** BEGIN INPUT FOR THIS TASK **

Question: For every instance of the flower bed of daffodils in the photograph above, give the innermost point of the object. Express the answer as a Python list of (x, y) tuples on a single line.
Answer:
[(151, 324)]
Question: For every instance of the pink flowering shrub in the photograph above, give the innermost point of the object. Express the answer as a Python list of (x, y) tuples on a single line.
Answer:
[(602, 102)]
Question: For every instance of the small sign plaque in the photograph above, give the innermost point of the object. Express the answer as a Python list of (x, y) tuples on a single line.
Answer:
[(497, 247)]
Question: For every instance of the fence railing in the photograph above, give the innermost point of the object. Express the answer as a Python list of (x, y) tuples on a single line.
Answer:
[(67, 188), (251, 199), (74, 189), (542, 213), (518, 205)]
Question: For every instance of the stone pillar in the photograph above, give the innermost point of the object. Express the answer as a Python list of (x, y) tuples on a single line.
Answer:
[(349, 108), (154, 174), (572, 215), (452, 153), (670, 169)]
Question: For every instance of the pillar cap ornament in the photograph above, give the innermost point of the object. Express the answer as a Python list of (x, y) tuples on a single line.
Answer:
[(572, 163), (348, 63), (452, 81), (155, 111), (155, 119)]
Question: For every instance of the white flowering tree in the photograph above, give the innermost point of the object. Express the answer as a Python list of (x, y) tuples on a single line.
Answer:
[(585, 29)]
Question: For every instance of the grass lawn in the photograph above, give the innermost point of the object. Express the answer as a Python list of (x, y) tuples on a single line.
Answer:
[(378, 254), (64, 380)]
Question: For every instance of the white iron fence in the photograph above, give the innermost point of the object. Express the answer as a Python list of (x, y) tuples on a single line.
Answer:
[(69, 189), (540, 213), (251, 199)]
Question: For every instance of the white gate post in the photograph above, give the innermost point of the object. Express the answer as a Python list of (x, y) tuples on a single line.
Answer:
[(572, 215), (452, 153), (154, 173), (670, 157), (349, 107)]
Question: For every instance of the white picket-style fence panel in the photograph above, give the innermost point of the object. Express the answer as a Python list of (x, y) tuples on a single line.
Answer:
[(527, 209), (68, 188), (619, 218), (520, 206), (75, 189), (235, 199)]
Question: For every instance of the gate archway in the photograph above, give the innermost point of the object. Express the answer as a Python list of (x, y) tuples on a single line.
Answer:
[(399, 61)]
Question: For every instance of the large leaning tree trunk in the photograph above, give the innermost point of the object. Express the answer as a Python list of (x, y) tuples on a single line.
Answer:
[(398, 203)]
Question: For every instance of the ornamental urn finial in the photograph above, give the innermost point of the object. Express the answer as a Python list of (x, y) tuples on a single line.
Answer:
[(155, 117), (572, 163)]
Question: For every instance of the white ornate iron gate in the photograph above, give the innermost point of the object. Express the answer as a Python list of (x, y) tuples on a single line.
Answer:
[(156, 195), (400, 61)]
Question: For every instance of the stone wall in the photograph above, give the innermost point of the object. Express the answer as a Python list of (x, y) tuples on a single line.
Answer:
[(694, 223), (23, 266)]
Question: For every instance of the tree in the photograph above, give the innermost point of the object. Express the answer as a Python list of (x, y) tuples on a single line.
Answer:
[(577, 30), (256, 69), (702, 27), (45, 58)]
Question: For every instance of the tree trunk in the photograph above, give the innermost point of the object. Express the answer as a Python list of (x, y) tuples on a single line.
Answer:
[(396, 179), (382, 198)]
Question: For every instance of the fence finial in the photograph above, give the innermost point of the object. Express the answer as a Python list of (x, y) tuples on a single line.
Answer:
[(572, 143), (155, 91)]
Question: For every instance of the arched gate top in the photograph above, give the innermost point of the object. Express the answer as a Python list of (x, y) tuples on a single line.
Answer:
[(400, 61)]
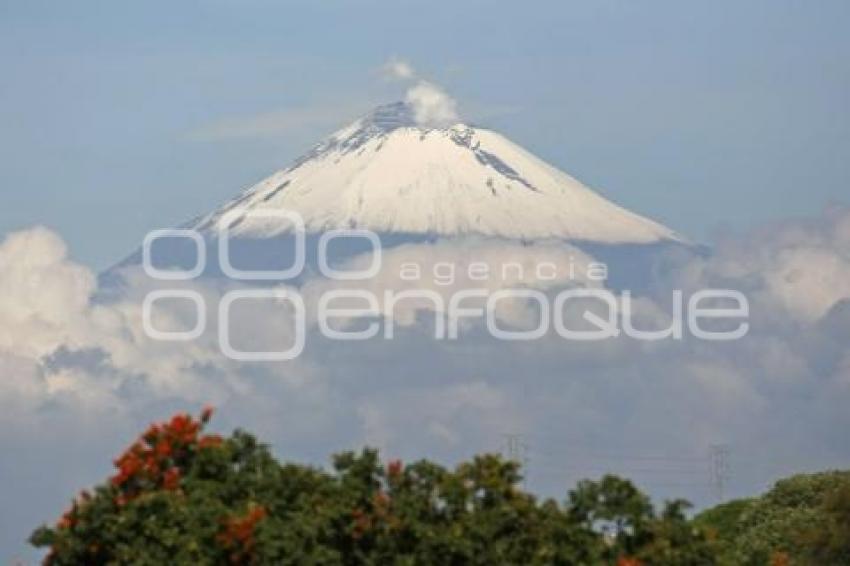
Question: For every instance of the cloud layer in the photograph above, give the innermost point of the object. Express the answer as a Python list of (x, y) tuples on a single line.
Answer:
[(77, 370)]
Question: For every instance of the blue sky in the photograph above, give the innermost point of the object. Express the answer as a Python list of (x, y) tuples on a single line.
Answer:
[(706, 116), (715, 118)]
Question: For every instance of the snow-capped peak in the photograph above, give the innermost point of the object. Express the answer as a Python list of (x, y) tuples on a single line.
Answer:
[(388, 173)]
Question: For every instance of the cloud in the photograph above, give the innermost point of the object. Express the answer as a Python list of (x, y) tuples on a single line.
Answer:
[(397, 68), (77, 369), (432, 107)]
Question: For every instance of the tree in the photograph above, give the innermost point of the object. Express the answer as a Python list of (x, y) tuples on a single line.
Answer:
[(181, 496)]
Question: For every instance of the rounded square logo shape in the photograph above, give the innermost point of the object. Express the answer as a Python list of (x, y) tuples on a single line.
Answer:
[(244, 294), (174, 336), (261, 275)]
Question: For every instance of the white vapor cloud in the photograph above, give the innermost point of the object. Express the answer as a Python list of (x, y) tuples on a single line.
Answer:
[(398, 69), (432, 106)]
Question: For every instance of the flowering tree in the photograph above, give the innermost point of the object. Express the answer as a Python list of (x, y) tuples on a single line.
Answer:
[(181, 496)]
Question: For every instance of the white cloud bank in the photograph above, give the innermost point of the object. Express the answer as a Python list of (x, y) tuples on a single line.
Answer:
[(77, 369)]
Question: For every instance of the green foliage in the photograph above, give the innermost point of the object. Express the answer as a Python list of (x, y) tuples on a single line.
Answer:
[(803, 520), (180, 496)]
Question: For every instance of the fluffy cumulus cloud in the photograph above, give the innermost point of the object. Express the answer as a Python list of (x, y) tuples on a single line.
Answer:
[(78, 374)]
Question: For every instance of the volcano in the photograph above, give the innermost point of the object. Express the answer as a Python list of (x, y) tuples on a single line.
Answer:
[(387, 174)]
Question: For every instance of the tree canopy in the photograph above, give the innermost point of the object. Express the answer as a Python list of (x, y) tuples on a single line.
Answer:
[(182, 496)]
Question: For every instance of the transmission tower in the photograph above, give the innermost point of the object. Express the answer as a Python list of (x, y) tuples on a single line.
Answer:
[(719, 470), (516, 450)]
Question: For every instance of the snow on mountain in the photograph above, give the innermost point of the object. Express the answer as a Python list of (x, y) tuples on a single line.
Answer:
[(387, 174)]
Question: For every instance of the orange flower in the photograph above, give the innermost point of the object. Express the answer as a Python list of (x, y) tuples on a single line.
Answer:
[(210, 441), (394, 469)]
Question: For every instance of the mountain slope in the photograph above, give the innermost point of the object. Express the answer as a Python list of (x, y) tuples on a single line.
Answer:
[(386, 174)]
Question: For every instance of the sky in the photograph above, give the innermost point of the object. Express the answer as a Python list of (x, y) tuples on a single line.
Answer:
[(726, 121), (707, 116)]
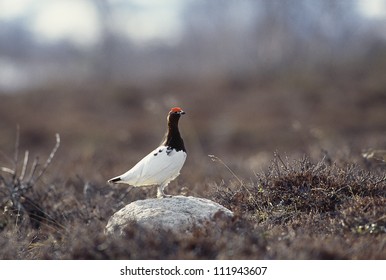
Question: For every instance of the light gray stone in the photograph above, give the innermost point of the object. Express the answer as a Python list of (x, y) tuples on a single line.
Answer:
[(178, 214)]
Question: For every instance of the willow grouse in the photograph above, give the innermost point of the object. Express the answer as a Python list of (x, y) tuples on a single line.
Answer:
[(163, 164)]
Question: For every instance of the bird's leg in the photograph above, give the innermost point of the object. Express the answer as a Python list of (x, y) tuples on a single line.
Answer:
[(160, 191)]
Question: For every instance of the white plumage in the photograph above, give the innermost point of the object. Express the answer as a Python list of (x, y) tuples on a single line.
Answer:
[(163, 164)]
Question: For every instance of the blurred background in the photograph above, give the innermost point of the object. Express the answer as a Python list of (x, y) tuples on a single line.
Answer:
[(292, 76)]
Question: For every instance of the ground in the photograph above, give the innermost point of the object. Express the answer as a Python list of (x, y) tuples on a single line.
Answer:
[(302, 167)]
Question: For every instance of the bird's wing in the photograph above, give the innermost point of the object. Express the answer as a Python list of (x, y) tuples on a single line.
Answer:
[(157, 167)]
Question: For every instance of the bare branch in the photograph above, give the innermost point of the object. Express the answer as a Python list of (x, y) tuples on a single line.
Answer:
[(25, 163), (16, 155), (35, 165), (7, 170)]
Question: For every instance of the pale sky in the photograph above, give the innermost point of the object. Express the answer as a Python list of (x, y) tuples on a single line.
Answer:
[(142, 21), (77, 20)]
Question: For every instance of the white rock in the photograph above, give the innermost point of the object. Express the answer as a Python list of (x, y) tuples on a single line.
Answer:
[(178, 214)]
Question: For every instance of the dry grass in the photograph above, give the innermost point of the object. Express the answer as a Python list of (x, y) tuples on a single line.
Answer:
[(329, 204)]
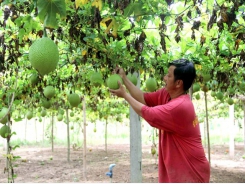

** END INPUT FOR THIS TASK **

| EXERCISE OBJECTIVE |
Convert the stretch of the data above from the line containing "Question: For every instance of the white gate" through the line containing "[(155, 117), (572, 163)]" into a Markdown table with the columns Row and Line. Number each line in order, include both end lines, and leave out blank lines.

| WRITTEN REPLY |
| Row | Line |
|---|---|
| 1 | Question: For every instance of the white gate post in the photograph above, give the innermost point of the object. Express the answer as a Python list of (x, y) tuples on a single line. |
| 2 | Answer: |
| 3 | [(572, 215), (452, 153), (154, 173), (670, 157), (349, 107)] |
| 4 | Question: For every instance of the white picket-style fence panel in the photograph above, give the innermost point of the object. Express the answer as a Python list of (x, y) tuples on a single line. |
| 5 | Answer: |
| 6 | [(527, 209), (68, 188), (619, 218), (520, 206), (75, 189), (235, 199)] |
| 7 | Question: For every instance of the gate archway in the photograph above, give the innermost point of the object. Express the answer as a Python list of (x, y) tuples on a single line. |
| 8 | Answer: |
| 9 | [(399, 61)] |
| 10 | Question: For every instance of the large leaning tree trunk in the photograph above, give the innermost point of the object. Express the answer as a Python list of (x, y) tuples on a single line. |
| 11 | Answer: |
| 12 | [(398, 203)] |
| 13 | Question: For every instance of the ornamental urn finial in the photograph above, give the innermost point of the object. Express the answer as a Python list of (x, y) tuples on a single line. |
| 14 | Answer: |
| 15 | [(155, 117), (572, 163)] |